Data shown:
[Begin]
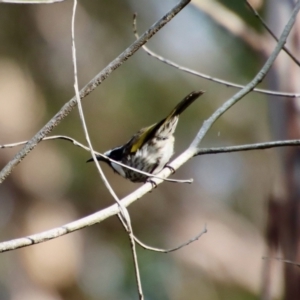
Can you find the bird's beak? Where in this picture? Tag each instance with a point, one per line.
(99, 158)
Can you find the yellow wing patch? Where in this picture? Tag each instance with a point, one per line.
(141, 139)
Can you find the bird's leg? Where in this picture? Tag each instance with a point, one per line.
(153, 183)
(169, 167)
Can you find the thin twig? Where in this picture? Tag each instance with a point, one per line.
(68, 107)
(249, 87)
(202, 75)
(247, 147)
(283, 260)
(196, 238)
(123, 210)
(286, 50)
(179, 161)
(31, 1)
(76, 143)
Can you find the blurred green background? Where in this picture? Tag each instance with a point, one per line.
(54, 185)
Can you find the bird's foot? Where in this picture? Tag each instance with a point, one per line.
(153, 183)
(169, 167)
[End]
Given task:
Restate word for word the lines from the one holding "Can you find the yellow" to the end of the listing, both ends included, and nothing more.

Solution for this task:
Can you find the yellow wing patch? Where in this picture? Tag each instance with a point, one per line.
(141, 139)
Can you find the bird's leg? Where in this picture? Tag each instance with a point, one per line.
(153, 183)
(169, 167)
Can you find the thin twig? Where in this picture? Tag each instance with a point, one per line.
(68, 107)
(249, 87)
(202, 75)
(247, 147)
(283, 260)
(196, 238)
(123, 210)
(286, 50)
(179, 161)
(31, 1)
(76, 143)
Can you find the blurred green background? Where in this picture? Tag each instance with a point, one per line.
(54, 185)
Can you find the bird's foot? Where in this picture? Tag each instance with a point, one per line.
(153, 183)
(169, 167)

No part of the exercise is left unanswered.